Fragmento dado:
::::::::::

En efecto, enseguida en el texto que estoy comentando, Agamben se dirige a
Platón. En cambio, que yo sepa, en ningún lugar confronta su concepción del
Paradigma, de la Analogía, con la del tomismo (enlazar). Supongo que, de
hacerlo, Agamben intentaría distanciar la analogía tomista de la suya: en Tomás
y sus seguidores se trataría (los autores de esta escuela han sido muy
explícitos al respecto) de una analogía interna a la Metafísica más clásica y
que se pretende plenamente compatible con la lógica clásica o dicotómica: en la
analogía tomista queda a salvo un elemento de absoluta pureza, originariedad,
ahistoricidad y principalidad (Dios, el ens realissimum, analogado primero),
sin que la dependencia de los entes finitos respecto de Él se vea entregada a
una auténtica dialéctica o contradictoriedad esencial. Como insistiera Derrida
(ver, por ejemplo, Cómo no hablar) la
analogía neoplatónica (Dionisio Areopagita, Eckhart) está dedicada a salvar la
superesencialidad de un ser pleno y absoluto, del cual los entes son
participaciones relativas. Todo esto, desde luego, no es lo mismo que la
Analogía de la que nos habla Agamben. Pero ¿no es, en cambio, lo que quería
Platón, y que Tomás habría imitado (de lo cual Tomás habría participado)
bastante adecuadamente?
Sin embargo, Agamben no
solo “evita” –según yo sé, insisto- al tomismo en este asunto, sino que le
evita o parece que le quiere evitar también a Platón la cercanía con el
tomismo: cuando se dirige al filósofo de Atenas, el pensador italiano, en uno
de sus brillantes ejercicios de originalidad hermenéutica, encuentra allí una
paradigmática o paradigmatología similar a la que él mismo nos está
proponiendo.

::::::::::

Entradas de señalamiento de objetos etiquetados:
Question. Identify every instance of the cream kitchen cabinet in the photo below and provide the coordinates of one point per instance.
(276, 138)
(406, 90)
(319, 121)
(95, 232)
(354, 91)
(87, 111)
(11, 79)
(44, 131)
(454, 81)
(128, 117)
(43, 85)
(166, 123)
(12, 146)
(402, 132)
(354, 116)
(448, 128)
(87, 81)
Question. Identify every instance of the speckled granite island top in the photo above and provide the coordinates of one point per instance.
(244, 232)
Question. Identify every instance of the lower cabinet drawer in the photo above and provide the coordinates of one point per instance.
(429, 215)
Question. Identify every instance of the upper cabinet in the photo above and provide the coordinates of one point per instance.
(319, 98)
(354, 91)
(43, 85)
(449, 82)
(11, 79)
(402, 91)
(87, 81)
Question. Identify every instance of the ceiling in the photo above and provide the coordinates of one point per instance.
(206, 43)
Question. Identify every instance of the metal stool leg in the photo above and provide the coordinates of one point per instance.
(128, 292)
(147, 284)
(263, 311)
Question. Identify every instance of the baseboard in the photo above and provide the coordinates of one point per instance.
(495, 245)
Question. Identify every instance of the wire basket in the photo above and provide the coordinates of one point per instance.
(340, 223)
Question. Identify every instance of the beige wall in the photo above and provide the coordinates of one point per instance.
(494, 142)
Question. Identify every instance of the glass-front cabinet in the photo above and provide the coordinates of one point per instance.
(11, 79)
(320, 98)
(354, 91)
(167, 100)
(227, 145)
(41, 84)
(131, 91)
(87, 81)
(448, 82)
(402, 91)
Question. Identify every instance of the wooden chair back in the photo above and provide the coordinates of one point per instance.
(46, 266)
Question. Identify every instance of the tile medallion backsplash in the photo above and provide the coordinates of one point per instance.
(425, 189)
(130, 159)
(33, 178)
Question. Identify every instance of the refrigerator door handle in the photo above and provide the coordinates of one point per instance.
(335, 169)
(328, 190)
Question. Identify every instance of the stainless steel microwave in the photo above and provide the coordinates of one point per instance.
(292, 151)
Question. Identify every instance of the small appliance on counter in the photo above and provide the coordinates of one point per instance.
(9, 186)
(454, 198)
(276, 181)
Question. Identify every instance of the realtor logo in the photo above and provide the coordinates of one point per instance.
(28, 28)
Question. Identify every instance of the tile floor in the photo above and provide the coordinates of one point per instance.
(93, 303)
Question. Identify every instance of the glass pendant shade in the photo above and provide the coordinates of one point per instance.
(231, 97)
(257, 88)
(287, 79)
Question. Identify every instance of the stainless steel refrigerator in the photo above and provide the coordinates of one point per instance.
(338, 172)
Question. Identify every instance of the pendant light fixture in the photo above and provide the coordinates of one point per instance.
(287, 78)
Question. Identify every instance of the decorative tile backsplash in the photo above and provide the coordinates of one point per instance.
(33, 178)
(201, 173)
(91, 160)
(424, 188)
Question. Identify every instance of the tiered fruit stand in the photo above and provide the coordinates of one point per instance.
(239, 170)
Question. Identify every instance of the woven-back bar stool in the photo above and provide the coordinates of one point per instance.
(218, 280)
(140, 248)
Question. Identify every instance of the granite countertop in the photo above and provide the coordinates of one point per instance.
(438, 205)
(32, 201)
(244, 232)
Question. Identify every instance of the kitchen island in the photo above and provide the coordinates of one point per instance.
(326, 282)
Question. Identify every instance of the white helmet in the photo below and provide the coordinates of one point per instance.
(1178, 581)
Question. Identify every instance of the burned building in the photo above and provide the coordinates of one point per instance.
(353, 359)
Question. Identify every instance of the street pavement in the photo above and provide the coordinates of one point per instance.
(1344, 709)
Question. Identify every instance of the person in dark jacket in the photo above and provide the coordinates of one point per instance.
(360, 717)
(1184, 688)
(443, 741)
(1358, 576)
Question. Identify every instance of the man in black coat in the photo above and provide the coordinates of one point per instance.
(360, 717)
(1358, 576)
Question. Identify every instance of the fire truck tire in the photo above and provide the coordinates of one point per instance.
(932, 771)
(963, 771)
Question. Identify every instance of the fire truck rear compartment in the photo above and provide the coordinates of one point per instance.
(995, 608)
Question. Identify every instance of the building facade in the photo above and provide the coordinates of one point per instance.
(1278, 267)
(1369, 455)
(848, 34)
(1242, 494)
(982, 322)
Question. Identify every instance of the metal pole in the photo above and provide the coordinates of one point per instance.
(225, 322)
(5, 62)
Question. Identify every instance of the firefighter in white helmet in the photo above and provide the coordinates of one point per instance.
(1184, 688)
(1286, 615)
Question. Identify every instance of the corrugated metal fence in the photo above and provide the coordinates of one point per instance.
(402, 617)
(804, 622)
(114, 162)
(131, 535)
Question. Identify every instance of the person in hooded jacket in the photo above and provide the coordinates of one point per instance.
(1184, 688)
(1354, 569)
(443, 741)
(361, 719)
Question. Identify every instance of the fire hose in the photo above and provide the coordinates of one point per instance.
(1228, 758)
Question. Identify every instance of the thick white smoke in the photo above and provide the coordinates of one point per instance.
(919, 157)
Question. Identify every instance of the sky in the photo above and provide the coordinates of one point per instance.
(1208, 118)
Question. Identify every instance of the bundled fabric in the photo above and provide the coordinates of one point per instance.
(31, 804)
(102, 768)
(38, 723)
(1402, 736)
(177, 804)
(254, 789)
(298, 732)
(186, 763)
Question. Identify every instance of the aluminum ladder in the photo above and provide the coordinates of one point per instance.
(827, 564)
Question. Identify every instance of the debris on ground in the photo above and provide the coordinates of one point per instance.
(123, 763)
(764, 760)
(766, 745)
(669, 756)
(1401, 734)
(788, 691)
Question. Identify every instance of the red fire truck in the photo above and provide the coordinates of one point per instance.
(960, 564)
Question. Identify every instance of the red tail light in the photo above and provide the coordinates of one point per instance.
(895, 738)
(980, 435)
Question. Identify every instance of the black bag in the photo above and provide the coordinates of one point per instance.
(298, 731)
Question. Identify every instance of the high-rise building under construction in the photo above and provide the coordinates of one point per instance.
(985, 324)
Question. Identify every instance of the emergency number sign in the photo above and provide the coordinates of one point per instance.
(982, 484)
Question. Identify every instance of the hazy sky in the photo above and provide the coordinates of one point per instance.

::::::::::

Objetivo del ejercicio: Transcribe literalmente el tramo del fragmento sobre Agamben y la analogía que va desde "Sin embargo, Agamben" hasta "proponiendo.".

Resultado del ejercicio:
Sin embargo, Agamben no
solo “evita” –según yo sé, insisto- al tomismo en este asunto, sino que le
evita o parece que le quiere evitar también a Platón la cercanía con el
tomismo: cuando se dirige al filósofo de Atenas, el pensador italiano, en uno
de sus brillantes ejercicios de originalidad hermenéutica, encuentra allí una
paradigmática o paradigmatología similar a la que él mismo nos está
proponiendo.